South America Food & Drink
South America is a very large continent and the type of food and ways to prepare it vary greatly throughout each country and region. Below, you’ll find some of the main staples of South American cuisine:
Corn (Maiz) / Potatoes / Tubers: Corn has been cultivated for more than 6,000 years in South America, mainly in the Andes region. Potatoes were first domesticated in South America and there are around 4,000 varieties in Peru alone! Tubers including cassava (manioc, yucca) are a main staple of diet for the people living in the Amazon.
Tropical Fruits: The Amazon Rainforest and it’s basin provides exotic edible fruits and plants for the entire continent. Fruit juices are often part of a diet in the hotter regions of South America – like Brazil and Colombia. Some of the most common fruit juices include maracuya, acai, guarana, pineapple, and mango. Plants are used widely for medicinal purposes.
Quinoa: This versatile grain can be found in the Andes regions of South America, notably in Argentina, Bolivia, Colombia, Chile, Peru and Ecuador. It was a daily staple of the Incans and now is considered a healthy and satisfying grain to add to almost any dish. You can find it in salads, empanadas, soups, breads and even beer! Bolivia and Peru produce 95% of commercially grown quinoa for the world.

Dataset items

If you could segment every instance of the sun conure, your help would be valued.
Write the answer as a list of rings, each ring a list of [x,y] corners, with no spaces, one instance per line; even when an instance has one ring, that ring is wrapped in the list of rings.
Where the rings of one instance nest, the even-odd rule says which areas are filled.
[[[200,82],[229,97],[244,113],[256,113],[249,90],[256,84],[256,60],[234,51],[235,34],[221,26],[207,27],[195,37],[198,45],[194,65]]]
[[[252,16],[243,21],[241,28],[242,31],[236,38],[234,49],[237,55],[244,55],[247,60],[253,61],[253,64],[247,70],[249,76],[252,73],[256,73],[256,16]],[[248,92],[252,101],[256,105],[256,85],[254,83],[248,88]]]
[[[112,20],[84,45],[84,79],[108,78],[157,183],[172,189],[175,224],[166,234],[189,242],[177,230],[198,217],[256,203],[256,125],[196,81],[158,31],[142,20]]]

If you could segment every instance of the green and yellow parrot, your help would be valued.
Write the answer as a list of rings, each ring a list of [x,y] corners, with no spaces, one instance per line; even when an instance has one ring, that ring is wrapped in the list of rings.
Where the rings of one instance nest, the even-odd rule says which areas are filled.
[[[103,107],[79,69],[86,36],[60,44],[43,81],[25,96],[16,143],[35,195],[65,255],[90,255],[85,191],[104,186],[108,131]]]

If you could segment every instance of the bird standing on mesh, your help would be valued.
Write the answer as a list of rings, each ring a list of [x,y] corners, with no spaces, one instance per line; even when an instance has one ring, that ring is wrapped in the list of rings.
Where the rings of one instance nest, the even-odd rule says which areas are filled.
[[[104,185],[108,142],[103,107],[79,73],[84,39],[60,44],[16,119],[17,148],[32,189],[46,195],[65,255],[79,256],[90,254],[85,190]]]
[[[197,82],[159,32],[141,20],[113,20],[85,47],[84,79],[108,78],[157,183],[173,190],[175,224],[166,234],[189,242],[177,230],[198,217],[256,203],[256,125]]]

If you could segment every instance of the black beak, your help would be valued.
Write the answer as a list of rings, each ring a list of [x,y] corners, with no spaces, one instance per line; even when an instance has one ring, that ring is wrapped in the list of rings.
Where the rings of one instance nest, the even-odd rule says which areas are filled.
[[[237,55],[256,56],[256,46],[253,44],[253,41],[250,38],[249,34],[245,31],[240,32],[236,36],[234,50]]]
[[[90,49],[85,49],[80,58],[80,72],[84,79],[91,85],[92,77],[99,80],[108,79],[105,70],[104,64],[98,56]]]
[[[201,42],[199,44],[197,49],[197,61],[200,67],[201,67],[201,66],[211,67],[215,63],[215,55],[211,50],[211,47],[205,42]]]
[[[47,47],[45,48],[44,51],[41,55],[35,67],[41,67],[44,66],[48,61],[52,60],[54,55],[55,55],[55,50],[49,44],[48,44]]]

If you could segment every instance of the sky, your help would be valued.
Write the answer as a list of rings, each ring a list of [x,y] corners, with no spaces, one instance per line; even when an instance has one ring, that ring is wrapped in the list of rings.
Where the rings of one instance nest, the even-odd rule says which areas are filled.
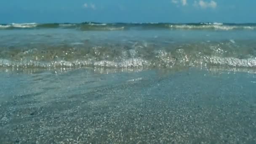
[[[0,24],[256,23],[255,0],[1,0]]]

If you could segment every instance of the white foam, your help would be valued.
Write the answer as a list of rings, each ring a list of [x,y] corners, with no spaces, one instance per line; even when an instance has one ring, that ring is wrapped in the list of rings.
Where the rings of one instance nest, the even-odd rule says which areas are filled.
[[[5,29],[5,28],[8,28],[10,27],[11,27],[10,25],[0,25],[0,29]]]
[[[71,27],[75,26],[75,24],[60,24],[59,26],[61,27]]]
[[[35,23],[22,23],[22,24],[16,24],[12,23],[11,24],[11,27],[14,27],[19,28],[30,28],[36,27],[37,25],[37,24]]]
[[[91,24],[90,23],[88,24],[91,26],[105,26],[107,25],[107,24]]]
[[[213,23],[213,24],[214,24],[214,25],[223,25],[223,23],[218,23],[218,22],[214,22]]]

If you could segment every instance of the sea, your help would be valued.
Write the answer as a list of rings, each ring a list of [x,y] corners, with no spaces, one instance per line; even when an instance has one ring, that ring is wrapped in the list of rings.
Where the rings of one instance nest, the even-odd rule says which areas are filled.
[[[0,24],[1,144],[255,144],[256,24]]]

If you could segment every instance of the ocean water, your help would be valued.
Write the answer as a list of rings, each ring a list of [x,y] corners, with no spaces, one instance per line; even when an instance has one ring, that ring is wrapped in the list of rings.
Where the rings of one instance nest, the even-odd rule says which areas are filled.
[[[0,143],[256,143],[256,24],[0,24]]]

> [Tasks for this exercise]
a: According to the South American food and drink text, roughly how many varieties of potatoes are there in Peru alone?
b: Pick up the text on South American food and drink after its final sentence and keep writing it.

> [Responses to the exercise]
a: Around 4,000.

b:
Meat / Seafood: Argentina is world famous for their asados or barbeques which normally includes beef and pork. Red meat is a large staple of Chilean, Argentine and Brazilian diet. In the South of Chile and Argentina, lamb is more prevalent. Further North, in places like Bolivia, Ecuador and Peru, alpaca is a leaner substitute for beef. In the coastal regions and in the Amazon, fish like Sea Bass, Corvino, Mero, Trout variations and Paiche (the largest freshwater fish in the world) are heavily used in many dishes. Centolla (King Crab) is a Patagonian favorite.